PASSAGE TO READ:
--*--

Ferenc József, 1st Prince Koháry de Csábrág et Szitnya (4 September 1767, in Vienna – 27 June 1826, in Oroszvár), was a Hungarian magnate and statesman. He was a member of the noble House of Koháry and served as Hungarian Chancellor. On 15 November 1815, Emperor Francis I of Austria awarded him the title of Fürst von Koháry de Csábrág et Szitnya.

Early life
He was the son of Ignác József Anton Franz Xaver, Count Koháry de Csábrág et Szitnya (Szent-Antal, 2 December 1726 – Vienna, 10 October 1777) and his wife, Countess Maria Gabriella Cavriani zu Unter-Waltersdorf (Vienna, 25 April 1736 – Pest, 29 July 1803), who were married at Seiffersdorf on 15 January 1758.

--*--

DATA LISTING:
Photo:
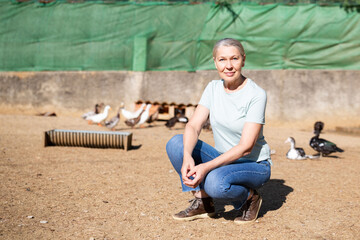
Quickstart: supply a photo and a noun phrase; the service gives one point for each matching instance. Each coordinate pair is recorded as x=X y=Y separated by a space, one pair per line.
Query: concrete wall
x=294 y=96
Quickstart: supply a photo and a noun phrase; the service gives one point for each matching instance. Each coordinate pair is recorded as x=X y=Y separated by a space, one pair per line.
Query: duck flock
x=132 y=119
x=142 y=115
x=322 y=146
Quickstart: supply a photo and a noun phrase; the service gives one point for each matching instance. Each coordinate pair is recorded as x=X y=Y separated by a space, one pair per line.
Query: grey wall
x=294 y=96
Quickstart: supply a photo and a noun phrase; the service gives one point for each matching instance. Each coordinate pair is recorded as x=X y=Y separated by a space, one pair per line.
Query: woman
x=240 y=161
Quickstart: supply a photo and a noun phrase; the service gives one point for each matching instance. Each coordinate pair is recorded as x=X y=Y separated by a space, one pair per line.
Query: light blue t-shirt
x=230 y=111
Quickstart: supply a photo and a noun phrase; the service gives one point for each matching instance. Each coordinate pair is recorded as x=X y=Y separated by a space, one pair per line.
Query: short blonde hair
x=229 y=42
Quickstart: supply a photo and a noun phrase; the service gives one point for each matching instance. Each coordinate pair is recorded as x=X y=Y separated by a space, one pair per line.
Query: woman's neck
x=235 y=85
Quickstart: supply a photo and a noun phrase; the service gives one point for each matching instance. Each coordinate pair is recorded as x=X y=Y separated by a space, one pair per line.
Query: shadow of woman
x=273 y=193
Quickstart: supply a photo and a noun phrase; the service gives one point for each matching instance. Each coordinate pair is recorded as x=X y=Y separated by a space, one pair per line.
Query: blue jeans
x=231 y=182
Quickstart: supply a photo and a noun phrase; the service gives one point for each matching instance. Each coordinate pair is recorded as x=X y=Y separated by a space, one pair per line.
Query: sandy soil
x=88 y=193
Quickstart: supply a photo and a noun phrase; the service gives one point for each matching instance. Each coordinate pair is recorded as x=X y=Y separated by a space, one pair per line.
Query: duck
x=97 y=110
x=131 y=115
x=98 y=118
x=322 y=146
x=172 y=121
x=296 y=153
x=133 y=121
x=113 y=122
x=144 y=115
x=153 y=117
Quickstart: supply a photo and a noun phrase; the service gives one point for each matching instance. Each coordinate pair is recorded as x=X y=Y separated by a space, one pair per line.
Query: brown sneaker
x=199 y=208
x=250 y=210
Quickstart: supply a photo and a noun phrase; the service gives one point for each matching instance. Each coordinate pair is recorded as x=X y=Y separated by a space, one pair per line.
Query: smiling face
x=229 y=62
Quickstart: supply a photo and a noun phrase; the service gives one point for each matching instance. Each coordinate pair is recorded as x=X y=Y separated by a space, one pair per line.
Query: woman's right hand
x=188 y=164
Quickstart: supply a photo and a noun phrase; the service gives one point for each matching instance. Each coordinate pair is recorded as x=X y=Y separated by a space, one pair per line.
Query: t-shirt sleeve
x=205 y=99
x=257 y=106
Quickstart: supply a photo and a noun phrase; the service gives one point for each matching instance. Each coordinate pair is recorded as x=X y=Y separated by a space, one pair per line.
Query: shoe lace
x=194 y=204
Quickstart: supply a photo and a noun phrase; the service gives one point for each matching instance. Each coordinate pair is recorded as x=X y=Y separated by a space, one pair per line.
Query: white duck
x=296 y=153
x=144 y=115
x=98 y=118
x=98 y=108
x=130 y=115
x=113 y=122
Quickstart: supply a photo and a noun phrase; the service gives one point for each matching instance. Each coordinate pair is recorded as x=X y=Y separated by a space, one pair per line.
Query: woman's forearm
x=190 y=139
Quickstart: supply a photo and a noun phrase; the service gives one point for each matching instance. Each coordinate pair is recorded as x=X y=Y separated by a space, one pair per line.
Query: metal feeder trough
x=93 y=139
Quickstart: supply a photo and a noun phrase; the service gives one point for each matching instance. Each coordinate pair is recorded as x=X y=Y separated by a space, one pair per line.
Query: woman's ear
x=215 y=62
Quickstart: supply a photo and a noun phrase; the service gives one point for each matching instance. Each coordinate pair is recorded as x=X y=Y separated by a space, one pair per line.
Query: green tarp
x=159 y=37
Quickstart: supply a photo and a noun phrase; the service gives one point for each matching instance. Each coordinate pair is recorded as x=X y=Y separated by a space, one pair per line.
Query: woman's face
x=228 y=62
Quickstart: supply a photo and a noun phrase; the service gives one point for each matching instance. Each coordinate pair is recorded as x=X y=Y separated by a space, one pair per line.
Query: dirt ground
x=89 y=193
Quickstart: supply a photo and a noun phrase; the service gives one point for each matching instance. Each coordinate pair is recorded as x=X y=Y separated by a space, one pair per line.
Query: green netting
x=159 y=37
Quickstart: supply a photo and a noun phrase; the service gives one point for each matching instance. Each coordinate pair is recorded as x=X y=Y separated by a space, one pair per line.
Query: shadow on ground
x=274 y=194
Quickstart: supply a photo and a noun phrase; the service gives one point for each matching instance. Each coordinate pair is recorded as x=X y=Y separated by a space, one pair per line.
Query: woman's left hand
x=198 y=174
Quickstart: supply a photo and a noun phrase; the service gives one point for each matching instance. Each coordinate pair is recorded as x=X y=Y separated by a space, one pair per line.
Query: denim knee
x=213 y=185
x=175 y=143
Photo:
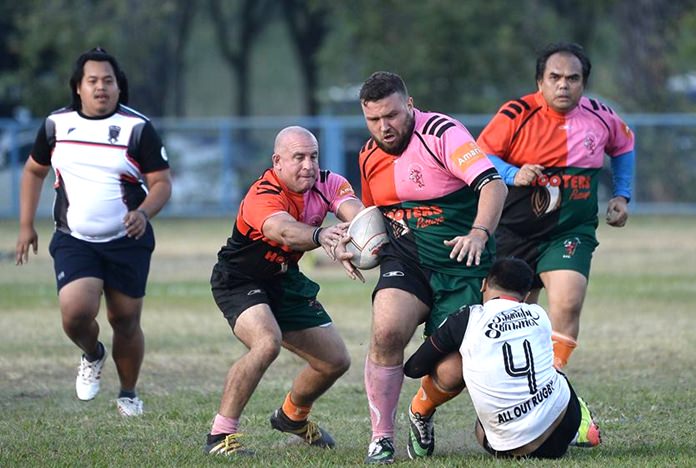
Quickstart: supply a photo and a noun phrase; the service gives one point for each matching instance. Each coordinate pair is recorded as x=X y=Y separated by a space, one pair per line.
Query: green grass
x=634 y=364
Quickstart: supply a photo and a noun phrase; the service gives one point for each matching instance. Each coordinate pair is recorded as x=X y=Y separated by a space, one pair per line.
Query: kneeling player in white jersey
x=525 y=407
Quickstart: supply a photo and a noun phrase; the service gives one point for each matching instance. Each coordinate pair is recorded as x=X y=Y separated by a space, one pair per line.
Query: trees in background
x=456 y=57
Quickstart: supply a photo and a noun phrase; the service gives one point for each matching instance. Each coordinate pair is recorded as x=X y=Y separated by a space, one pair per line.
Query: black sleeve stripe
x=606 y=125
x=261 y=191
x=508 y=114
x=433 y=128
x=485 y=177
x=444 y=128
x=363 y=169
x=430 y=122
x=368 y=145
x=523 y=103
x=267 y=187
x=437 y=160
x=315 y=189
x=324 y=175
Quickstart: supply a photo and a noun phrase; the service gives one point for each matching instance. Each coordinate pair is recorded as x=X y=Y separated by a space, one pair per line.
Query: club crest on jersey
x=545 y=200
x=415 y=175
x=569 y=246
x=590 y=143
x=114 y=132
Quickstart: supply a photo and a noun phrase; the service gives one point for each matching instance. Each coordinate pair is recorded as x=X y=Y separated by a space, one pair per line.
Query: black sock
x=99 y=353
x=126 y=394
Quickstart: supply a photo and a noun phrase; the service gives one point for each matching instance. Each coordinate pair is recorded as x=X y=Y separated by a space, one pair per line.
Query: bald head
x=291 y=135
x=296 y=158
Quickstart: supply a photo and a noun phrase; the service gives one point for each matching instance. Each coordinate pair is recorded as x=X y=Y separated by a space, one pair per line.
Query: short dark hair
x=511 y=274
x=568 y=47
x=98 y=55
x=380 y=85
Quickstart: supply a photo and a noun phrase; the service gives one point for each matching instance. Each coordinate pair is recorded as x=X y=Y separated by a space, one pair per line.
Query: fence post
x=332 y=145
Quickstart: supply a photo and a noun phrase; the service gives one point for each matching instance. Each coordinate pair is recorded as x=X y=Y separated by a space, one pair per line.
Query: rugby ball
x=367 y=235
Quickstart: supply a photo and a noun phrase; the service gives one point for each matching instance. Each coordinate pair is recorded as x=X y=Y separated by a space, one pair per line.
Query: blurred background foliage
x=203 y=58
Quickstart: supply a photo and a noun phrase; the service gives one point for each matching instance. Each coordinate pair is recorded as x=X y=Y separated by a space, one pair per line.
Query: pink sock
x=383 y=386
x=224 y=425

--*--

WRITTEN TASKS:
1. According to the text on Ferenc József Koháry, on what date did Emperor Francis I of Austria grant him the title of Fürst?
2. Repeat word for word the section of the text on Ferenc József Koháry that begins at the words "Ferenc József, 1st" and stops after "Csábrág et Szitnya.".

ANSWERS TO THE EXERCISES:
1. 15 November 1815

2.
Ferenc József, 1st Prince Koháry de Csábrág et Szitnya (4 September 1767, in Vienna – 27 June 1826, in Oroszvár), was a Hungarian magnate and statesman. He was a member of the noble House of Koháry and served as Hungarian Chancellor. On 15 November 1815, Emperor Francis I of Austria awarded him the title of Fürst von Koháry de Csábrág et Szitnya.